Title: Partial Implementation
# Introduction
This quick start page shows how to build a decision forest using the
partial implementation. This tutorial also explains how to use the decision
forest to classify new data.
Partial Decision Forests is a mapreduce implementation where each mapper
builds a subset of the forest using only the data available in its
partition. This allows building forests using large datasets as long as
each partition can be loaded in-memory.
# Steps
## Download the data
* The current implementation is compatible with the UCI repository file
format. In this example we'll use the NSL-KDD dataset because its large
enough to show the performances of the partial implementation.
You can download the dataset here http://nsl.cs.unb.ca/NSL-KDD/
You can either download the full training set "KDDTrain+.ARFF", or a 20%
subset "KDDTrain+_20Percent.ARFF" (we'll use the full dataset in this
tutorial) and the test set "KDDTest+.ARFF".
* Open the train and test files and remove all the lines that begin with
'@'. All those lines are at the top of the files. Actually you can keep
those lines somewhere, because they'll help us describe the dataset to
Mahout
* Put the data in HDFS:
$HADOOP_HOME/bin/hadoop fs -mkdir testdata
$HADOOP_HOME/bin/hadoop fs -put testdata
## Build the Job files
* In $MAHOUT_HOME/ run: mvn clean install -DskipTests
## Generate a file descriptor for the dataset:
run the following command:
$HADOOP_HOME/bin/hadoop jar
$MAHOUT_HOME/core/target/mahout-core--job.jar
org.apache.mahout.df.tools.Describe -p testdata/KDDTrain+.arff -f
testdata/KDDTrain+.info -d N 3 C 2 N C 4 N C 8 N 2 C 19 N L
The "N 3 C 2 N C 4 N C 8 N 2 C 19 N L" string describes all the attributes
of the data. In this cases, it means 1 numerical(N) attribute, followed by
3 Categorical(C) attributes, ...L indicates the label. You can also use 'I'
to ignore some attributes
## Run the example
$HADOOP_HOME/hadoop jar
$MAHOUT_HOME/examples/target/mahout-examples--job.jar
org.apache.mahout.df.mapreduce.BuildForest -Dmapred.max.split.size=1874231
-oob -d testdata/KDDTrain+.arff -ds testdata/KDDTrain+.info -sl 5 -p -t 100
-o nsl-forest
which builds 100 trees (-t argument) using the partial implementation (-p).
Each tree is built using 5 random selected attribute per node (-sl
argument) the example computes the out-of-bag error (-oob) and outputs the
decision tree in the "nsl-forest" directory (-o).
The number of partitions is controlled by the -Dmapred.max.split.size
argument that indicates to Hadoop the max. size of each partition, in this
case 1/10 of the size of the dataset. Thus 10 partitions will be used.
IMPORTANT: using less partitions should give better classification results,
but needs a lot of memory. So if the Jobs are failing, try increasing the
number of partitions.
* The example outputs the Build Time and the oob error estimation
10/03/13 17:57:29 INFO mapreduce.BuildForest: Build Time: 0h 7m 43s 582
10/03/13 17:57:33 INFO mapreduce.BuildForest: oob error estimate :
0.002325895231517865
10/03/13 17:57:33 INFO mapreduce.BuildForest: Storing the forest in:
nsl-forest/forest.seq
## Using the Decision Forest to Classify new data
run the following command:
$HADOOP_HOME/hadoop jar
$MAHOUT_HOME/examples/target/mahout-examples--job.jar
org.apache.mahout.df.mapreduce.TestForest -i nsl-kdd/KDDTest+.arff -ds
nsl-kdd/KDDTrain+.info -m nsl-forest -a -mr -o predictions
This will compute the predictions of "KDDTest+.arff" dataset (-i argument)

[CHALLENGE 1]
In the decision forest tutorial, how many trees does the example command build?
The rows after this point have nothing to do with the decision forest tutorial.

[PROVIDED RECORDS]
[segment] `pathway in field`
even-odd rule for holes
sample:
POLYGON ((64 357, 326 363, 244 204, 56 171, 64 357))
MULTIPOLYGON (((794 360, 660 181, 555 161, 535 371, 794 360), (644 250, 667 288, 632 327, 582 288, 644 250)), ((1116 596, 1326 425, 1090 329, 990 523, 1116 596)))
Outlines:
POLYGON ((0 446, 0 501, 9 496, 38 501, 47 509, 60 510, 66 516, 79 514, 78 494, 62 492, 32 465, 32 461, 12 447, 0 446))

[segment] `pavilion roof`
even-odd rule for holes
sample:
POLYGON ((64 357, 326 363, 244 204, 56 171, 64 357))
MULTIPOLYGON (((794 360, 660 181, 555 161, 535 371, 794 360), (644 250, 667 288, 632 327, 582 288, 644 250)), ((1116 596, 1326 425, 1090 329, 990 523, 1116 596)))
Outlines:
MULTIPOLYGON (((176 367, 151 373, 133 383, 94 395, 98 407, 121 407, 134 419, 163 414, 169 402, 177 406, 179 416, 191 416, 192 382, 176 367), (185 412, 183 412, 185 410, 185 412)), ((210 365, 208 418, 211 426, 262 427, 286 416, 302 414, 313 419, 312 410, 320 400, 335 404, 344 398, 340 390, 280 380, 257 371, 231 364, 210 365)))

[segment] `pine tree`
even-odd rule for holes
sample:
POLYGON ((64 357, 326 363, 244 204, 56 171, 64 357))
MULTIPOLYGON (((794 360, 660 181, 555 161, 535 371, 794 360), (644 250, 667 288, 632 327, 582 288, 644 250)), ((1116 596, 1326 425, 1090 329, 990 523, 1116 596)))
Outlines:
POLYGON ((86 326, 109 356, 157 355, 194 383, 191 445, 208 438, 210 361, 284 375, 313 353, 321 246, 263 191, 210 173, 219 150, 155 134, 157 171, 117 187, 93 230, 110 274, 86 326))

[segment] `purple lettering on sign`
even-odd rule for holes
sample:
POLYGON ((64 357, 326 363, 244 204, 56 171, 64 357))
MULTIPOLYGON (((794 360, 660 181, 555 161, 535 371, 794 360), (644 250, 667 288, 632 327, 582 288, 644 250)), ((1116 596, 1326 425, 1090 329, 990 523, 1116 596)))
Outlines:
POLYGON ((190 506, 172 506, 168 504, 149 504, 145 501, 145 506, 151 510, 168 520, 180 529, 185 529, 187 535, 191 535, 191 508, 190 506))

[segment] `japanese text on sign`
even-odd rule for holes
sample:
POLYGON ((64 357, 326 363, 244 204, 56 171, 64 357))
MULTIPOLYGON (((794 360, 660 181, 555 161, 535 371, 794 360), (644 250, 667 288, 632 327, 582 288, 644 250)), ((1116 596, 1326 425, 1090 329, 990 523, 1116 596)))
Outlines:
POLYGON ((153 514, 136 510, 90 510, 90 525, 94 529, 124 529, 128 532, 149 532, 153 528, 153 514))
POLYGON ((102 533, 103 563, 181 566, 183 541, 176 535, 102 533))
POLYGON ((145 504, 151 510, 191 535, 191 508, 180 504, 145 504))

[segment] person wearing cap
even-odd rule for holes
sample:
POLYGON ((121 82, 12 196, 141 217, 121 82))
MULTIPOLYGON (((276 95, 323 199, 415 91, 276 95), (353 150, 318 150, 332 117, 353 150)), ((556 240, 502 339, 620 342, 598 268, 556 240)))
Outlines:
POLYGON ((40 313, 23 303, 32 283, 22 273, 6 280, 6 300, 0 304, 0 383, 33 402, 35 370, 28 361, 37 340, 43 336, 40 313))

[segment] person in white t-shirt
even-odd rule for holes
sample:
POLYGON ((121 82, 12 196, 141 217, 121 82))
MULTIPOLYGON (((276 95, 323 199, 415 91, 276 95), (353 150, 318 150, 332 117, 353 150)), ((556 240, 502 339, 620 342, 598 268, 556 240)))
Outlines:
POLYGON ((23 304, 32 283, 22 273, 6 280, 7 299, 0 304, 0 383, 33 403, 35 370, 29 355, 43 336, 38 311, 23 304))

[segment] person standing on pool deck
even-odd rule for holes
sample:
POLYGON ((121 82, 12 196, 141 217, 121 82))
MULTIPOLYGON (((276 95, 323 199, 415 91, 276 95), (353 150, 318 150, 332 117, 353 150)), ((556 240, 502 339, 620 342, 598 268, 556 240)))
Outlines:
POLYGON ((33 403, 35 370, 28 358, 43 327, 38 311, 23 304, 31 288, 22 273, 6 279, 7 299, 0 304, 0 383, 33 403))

[CHALLENGE 2]
Reproduce the rows from the start of the rows through the line containing "POLYGON ((0 446, 0".

[SOLUTION 1]
100 trees.

[SOLUTION 2]
[segment] `pathway in field`
even-odd rule for holes
sample:
POLYGON ((64 357, 326 363, 244 204, 56 171, 64 357))
MULTIPOLYGON (((794 360, 660 181, 555 161, 535 371, 794 360), (644 250, 667 288, 632 327, 582 288, 644 250)), ((1116 596, 1326 425, 1090 329, 990 523, 1116 596)))
Outlines:
POLYGON ((0 446, 0 501, 9 496, 38 501, 47 509, 60 510, 66 516, 79 514, 78 494, 62 492, 32 465, 32 461, 12 447, 0 446))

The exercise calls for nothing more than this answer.